WHAT THIS EXERCISE ASKS:
a) According to the pilot shortage report, why is the expected hiring frenzy likely to create job openings even for newer pilots with less experience?
b) Reproduce the passage of the pilot shortage report starting at "Most airlines need" and ending at "fall, unmanned aircraft.)".

WKYT Investigates | Addressing the pilot shortage
As the nation faces a growing pilot shortage, EKU’s Aviation program is growing to meet increasing demand.
RICHMOND, Ky. (WKYT) - Ben Halcomb found himself on a recent spring morning yet again sitting behind the controls of a simulator inside of a virtual reality lab.
“Been spending a lot of time in the VR lately,” he said.
The headset was off, but Halcomb was talking through the process as he navigated his computer-generated airplane.
“Just like a real plane,” Halcomb said of the VR simulator experience. “Except you’re not moving.”
If practice makes perfect, then the next time Ben Halcomb climbs into a cockpit he will really be ready for takeoff - good news not just for Halcomb - “This saves me a lot of time and money,” he explained - but for an entire industry in desperate need of more young pilots.
The problem leading to a pilot shortage began before the pandemic, experts say, but as travel demand continues to bounce back the situation is expected to worsen. Aviation experts blame an aging workforce approaching the FAA-mandated retirement age of 65, fewer military pilots to pull from and barriers to entry (like cost) among other factors causing the shortage.
The shortage has the potential to impact a number of industries, including some large ones in Kentucky; the commonwealth is home to several major airports, plus primary hubs for UPS in Louisville and Amazon in Boone County.
“I think we’re contributing to or assisting in solving that problem for the nation,” said Dennis Sinnett, executive director of the Center for Aviation at EKU.
Most airlines need to hire 1,500-2,000 pilots per year to keep up with demand, Sinnett said. And that is where his students come in.
Enrollment in EKU’s professional flight program has risen steadily at nearly a 20 percent rate over the past three years, according to numbers provided by Kevin Moberly, flight operations manager and assistant chief. EKU Aviation now has more than 300 students enrolled in an aviation concentration, he said.
(The program’s other concentrations include airport management and, starting this fall, unmanned aircraft.)
From the simulators - in addition to the VR simulators, EKU also has two flight simulators that model a cockpit - to the skies, the growth is keeping everyone busy at Madison County’s Central Kentucky Regional Airport, where the program’s air operations are based. The program has executed more than 3,500 operations so far this year, and is on track to exceed 20,000 for the year, Moberly said.
The demand for pilots means that many students can walk out with a degree and a job.
Dakota Morris, who graduates in May, says his goal is to fly for an airline that carries cargo.
“UPS, FedEx, Atlas, something like that,” Morris, piloting a Cessna 172, said over the radio to WKYT’s Garrett Wymer, who was strapped in the seat beside him as the two flew above Richmond. “Even if you want to do what I do, you go to a regional carrier, get your hours that you need to fly larger aircraft, then move on, progress up and get your seniority.”
Many larger carriers - including cargo and commercial airlines - hire from regional carriers, experts say, meaning that the expected hiring frenzy will create plenty of job openings even for newer pilots with less experience.
EKU’s program is designed to take students through the certifications that administrators say they need in order to be employed when they graduate: Private, Instrument, Commercial and Certified Flight Instructor. As an FAA-approved restricted 1,000-hour ATP (Airline Transport Pilot) program, students need fewer flight hours than they would going through a two-year program or a regular flight school.

RAW DATA:

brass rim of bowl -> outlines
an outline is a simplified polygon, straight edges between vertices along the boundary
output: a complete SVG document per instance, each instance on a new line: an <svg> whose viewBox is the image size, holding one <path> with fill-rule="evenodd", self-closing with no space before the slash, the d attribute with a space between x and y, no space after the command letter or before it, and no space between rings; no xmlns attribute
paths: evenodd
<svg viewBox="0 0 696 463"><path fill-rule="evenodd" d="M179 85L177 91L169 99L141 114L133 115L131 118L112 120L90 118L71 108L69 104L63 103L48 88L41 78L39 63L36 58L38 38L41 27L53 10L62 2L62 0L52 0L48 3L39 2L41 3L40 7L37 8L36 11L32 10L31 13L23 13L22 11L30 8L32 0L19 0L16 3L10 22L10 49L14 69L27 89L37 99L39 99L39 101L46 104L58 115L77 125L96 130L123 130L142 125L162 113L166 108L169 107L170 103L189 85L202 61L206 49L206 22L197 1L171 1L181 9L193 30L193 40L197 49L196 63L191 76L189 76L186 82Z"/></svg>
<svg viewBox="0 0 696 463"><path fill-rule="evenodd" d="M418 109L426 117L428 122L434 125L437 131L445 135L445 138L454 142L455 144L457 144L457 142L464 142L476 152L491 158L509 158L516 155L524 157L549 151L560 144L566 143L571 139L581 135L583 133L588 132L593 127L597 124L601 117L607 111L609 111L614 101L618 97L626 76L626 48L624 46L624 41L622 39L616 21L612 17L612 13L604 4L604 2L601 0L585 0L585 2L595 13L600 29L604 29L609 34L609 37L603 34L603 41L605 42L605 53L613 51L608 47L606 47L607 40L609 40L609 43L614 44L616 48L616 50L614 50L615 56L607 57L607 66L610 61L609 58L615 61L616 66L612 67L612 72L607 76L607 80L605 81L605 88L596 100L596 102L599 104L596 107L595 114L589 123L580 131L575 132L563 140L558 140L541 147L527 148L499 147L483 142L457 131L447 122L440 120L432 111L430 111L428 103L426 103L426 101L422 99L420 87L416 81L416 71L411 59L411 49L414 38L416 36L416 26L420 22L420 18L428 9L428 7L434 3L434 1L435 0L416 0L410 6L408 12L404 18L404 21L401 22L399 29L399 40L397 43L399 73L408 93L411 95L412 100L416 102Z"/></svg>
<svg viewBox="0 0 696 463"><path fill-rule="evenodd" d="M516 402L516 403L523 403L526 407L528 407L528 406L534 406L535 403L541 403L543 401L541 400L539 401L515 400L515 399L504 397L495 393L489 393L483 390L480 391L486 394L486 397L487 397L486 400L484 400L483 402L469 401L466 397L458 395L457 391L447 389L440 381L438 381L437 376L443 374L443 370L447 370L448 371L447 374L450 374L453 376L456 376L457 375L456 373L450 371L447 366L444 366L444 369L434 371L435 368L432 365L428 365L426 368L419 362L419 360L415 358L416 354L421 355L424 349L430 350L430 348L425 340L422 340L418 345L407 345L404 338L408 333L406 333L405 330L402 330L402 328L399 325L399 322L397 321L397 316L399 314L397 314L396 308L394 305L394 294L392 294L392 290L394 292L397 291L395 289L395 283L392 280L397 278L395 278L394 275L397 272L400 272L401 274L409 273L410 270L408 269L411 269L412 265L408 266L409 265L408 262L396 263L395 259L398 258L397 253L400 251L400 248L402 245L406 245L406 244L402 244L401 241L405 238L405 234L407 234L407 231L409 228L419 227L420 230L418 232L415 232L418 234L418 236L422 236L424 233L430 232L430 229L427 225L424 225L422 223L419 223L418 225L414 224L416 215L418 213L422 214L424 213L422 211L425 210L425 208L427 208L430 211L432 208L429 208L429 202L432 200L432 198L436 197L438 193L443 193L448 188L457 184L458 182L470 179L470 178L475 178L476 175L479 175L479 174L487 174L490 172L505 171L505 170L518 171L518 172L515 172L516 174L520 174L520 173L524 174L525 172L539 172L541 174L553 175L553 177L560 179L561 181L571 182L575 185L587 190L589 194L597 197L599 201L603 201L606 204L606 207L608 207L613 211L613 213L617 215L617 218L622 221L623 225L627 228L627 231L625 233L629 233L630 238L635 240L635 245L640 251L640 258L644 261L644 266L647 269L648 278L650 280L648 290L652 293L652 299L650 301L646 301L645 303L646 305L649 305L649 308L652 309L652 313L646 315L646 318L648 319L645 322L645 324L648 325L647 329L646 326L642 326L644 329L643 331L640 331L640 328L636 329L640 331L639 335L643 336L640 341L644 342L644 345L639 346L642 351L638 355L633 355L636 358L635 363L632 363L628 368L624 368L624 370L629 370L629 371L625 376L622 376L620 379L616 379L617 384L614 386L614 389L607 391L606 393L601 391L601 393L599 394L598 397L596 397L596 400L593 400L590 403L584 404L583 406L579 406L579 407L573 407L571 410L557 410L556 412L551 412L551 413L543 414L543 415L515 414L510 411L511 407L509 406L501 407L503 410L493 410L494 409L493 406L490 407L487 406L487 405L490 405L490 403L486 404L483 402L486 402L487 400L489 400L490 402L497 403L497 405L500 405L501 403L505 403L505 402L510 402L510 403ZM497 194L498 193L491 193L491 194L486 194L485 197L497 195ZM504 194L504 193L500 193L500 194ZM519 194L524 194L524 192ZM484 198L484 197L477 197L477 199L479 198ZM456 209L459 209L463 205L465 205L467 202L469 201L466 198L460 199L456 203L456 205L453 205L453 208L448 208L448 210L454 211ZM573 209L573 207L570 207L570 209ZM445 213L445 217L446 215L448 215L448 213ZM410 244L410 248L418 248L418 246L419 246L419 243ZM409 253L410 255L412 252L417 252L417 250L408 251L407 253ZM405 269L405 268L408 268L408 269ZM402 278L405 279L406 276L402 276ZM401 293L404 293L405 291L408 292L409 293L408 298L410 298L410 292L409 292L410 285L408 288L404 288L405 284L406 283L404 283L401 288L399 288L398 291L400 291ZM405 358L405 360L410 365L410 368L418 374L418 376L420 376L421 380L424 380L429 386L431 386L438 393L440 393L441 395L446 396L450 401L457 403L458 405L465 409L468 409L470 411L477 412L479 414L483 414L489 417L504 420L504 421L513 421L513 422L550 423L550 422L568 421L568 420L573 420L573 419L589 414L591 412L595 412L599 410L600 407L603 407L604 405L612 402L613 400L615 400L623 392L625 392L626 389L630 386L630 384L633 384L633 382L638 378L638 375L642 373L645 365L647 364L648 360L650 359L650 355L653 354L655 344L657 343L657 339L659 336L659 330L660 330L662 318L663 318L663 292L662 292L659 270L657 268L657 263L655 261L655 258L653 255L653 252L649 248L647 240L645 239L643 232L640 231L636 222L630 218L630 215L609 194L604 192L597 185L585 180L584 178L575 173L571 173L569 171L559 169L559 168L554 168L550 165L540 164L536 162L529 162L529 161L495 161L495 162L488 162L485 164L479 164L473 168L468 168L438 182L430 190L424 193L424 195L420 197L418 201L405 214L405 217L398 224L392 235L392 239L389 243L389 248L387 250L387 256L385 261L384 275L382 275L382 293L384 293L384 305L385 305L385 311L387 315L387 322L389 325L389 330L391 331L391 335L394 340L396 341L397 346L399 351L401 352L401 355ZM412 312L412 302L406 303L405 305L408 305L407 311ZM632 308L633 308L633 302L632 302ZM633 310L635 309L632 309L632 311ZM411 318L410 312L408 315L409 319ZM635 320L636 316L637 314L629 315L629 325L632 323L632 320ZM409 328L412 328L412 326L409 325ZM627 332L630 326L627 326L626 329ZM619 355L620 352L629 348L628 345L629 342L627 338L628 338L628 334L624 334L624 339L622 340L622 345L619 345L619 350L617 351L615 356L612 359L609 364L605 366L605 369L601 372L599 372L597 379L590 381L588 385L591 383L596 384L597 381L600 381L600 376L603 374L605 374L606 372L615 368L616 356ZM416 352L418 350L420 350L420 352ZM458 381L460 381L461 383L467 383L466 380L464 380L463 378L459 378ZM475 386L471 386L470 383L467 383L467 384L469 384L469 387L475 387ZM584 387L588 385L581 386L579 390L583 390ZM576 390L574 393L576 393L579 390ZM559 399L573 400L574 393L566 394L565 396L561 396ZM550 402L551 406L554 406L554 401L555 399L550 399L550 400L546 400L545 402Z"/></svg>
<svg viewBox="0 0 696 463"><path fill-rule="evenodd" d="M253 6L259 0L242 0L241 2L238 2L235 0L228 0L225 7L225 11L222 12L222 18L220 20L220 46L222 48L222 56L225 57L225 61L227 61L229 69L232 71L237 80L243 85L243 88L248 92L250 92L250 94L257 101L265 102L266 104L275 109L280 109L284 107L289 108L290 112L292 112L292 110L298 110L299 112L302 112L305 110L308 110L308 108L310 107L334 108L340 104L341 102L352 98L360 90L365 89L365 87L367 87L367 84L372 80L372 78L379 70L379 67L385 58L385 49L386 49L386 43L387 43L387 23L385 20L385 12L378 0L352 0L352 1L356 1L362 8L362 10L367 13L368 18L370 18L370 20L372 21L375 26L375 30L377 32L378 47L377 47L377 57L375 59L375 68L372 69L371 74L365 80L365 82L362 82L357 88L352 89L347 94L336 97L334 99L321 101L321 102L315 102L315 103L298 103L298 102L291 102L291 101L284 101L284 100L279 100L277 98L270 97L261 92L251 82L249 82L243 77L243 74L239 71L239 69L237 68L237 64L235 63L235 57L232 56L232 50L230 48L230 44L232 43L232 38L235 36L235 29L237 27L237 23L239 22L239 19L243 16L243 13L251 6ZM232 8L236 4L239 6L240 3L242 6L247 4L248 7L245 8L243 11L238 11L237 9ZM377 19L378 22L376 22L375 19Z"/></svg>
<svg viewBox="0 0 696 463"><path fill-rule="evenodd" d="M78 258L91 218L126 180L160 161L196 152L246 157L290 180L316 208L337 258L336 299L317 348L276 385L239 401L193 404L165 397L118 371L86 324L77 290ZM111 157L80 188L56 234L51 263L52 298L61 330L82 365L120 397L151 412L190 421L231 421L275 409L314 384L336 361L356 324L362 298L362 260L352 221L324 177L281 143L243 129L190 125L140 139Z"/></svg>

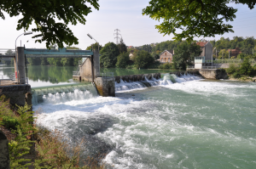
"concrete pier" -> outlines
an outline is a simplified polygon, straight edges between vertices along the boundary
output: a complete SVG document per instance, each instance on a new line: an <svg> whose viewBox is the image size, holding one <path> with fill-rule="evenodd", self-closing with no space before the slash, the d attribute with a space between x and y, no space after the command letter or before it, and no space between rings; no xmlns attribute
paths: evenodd
<svg viewBox="0 0 256 169"><path fill-rule="evenodd" d="M28 84L0 86L0 96L3 94L10 99L12 105L32 104L31 86Z"/></svg>
<svg viewBox="0 0 256 169"><path fill-rule="evenodd" d="M25 65L25 54L24 48L18 47L18 78L20 84L26 84L26 65Z"/></svg>

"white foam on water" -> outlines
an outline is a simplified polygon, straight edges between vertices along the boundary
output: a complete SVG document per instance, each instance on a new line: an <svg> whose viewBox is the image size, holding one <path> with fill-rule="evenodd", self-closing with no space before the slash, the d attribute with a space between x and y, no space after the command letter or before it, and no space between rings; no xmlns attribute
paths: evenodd
<svg viewBox="0 0 256 169"><path fill-rule="evenodd" d="M232 128L224 128L226 125L236 124L238 121L240 124L236 125L243 125L247 121L242 121L236 115L230 118L222 114L209 112L209 110L218 105L212 105L215 103L211 100L207 105L192 107L189 104L189 99L185 96L183 102L170 101L172 99L168 99L175 98L171 94L172 90L187 93L188 96L192 95L195 99L200 99L196 95L197 93L206 95L215 92L219 96L230 93L234 96L244 97L236 92L237 88L247 88L247 84L241 87L228 82L201 82L189 75L177 78L179 78L180 83L172 83L168 79L165 81L152 79L152 82L159 82L159 86L165 87L165 91L166 88L170 88L171 93L165 99L160 99L157 96L154 96L156 98L154 99L142 99L139 97L79 98L79 95L82 93L77 91L78 96L74 93L73 100L63 101L59 99L59 95L50 95L48 98L49 101L34 107L35 109L41 107L43 110L43 113L38 115L38 123L49 129L61 129L64 133L68 133L67 137L72 137L69 134L74 128L79 127L76 124L82 120L88 121L93 119L96 125L104 121L100 118L102 115L116 120L105 131L98 132L96 136L113 145L114 149L107 155L103 162L118 169L193 168L193 166L206 168L207 166L201 166L205 163L201 160L204 159L203 155L212 155L213 160L212 159L211 162L214 163L214 158L224 157L225 161L229 161L236 158L236 155L242 151L254 152L256 149L254 136L243 138L236 130L230 131ZM161 82L163 85L160 85ZM172 83L168 84L168 82ZM131 85L130 83L122 82L120 87ZM161 96L163 94L161 87L156 93ZM182 94L178 96L182 97ZM217 124L202 124L204 121L214 121ZM224 126L218 127L218 125ZM223 152L225 153L218 157L220 155L216 155L214 149L224 149ZM234 165L239 166L237 163ZM209 167L211 166L212 166Z"/></svg>

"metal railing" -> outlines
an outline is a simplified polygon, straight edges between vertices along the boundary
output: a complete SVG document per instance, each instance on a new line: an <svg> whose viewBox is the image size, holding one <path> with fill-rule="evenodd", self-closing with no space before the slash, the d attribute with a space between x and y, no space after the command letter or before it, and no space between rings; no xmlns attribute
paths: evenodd
<svg viewBox="0 0 256 169"><path fill-rule="evenodd" d="M207 70L207 69L218 69L220 66L202 66L201 69ZM194 65L188 65L187 69L195 69Z"/></svg>
<svg viewBox="0 0 256 169"><path fill-rule="evenodd" d="M104 72L104 73L99 73L97 76L100 77L113 77L113 72Z"/></svg>
<svg viewBox="0 0 256 169"><path fill-rule="evenodd" d="M213 64L241 64L243 60L242 59L218 59L213 60ZM249 59L249 63L256 63L256 59Z"/></svg>
<svg viewBox="0 0 256 169"><path fill-rule="evenodd" d="M219 66L202 66L201 69L206 70L206 69L218 69L220 68Z"/></svg>
<svg viewBox="0 0 256 169"><path fill-rule="evenodd" d="M194 65L188 65L187 69L195 69L195 66Z"/></svg>
<svg viewBox="0 0 256 169"><path fill-rule="evenodd" d="M73 71L73 75L79 76L80 71Z"/></svg>
<svg viewBox="0 0 256 169"><path fill-rule="evenodd" d="M15 55L15 49L13 48L0 48L0 56L1 55L6 55L7 51L11 50L12 51L12 54L11 55Z"/></svg>

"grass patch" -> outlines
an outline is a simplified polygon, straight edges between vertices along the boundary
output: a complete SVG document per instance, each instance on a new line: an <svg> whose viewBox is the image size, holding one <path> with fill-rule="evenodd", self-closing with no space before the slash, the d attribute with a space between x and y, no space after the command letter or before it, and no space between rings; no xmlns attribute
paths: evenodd
<svg viewBox="0 0 256 169"><path fill-rule="evenodd" d="M84 140L71 147L61 132L38 127L34 112L30 109L26 104L17 106L17 110L13 111L9 100L3 95L0 97L0 127L8 127L16 134L9 143L10 168L104 168L104 165L100 166L93 158L80 158Z"/></svg>

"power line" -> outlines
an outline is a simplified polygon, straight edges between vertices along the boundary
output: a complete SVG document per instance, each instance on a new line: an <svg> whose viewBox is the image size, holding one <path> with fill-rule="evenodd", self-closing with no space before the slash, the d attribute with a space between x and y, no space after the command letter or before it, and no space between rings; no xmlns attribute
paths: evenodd
<svg viewBox="0 0 256 169"><path fill-rule="evenodd" d="M119 38L120 38L119 36L121 35L121 34L119 33L119 31L120 31L120 30L116 29L116 30L114 30L114 31L116 31L116 32L113 34L113 35L116 36L116 37L114 37L114 38L116 39L116 44L119 44Z"/></svg>

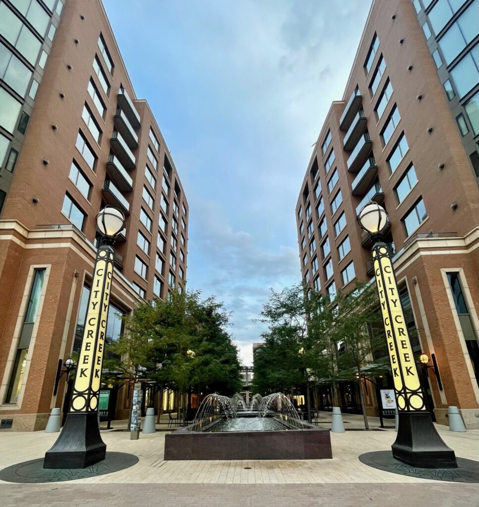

SOLUTION SET:
a) Many larger carriers, including cargo and commercial airlines, hire their pilots from regional carriers. As those larger carriers hire, openings appear at the regional level, where newer pilots with less experience can find jobs.

b)
Most airlines need to hire 1,500-2,000 pilots per year to keep up with demand, Sinnett said. And that is where his students come in.
Enrollment in EKU’s professional flight program has risen steadily at nearly a 20 percent rate over the past three years, according to numbers provided by Kevin Moberly, flight operations manager and assistant chief. EKU Aviation now has more than 300 students enrolled in an aviation concentration, he said.
(The program’s other concentrations include airport management and, starting this fall, unmanned aircraft.)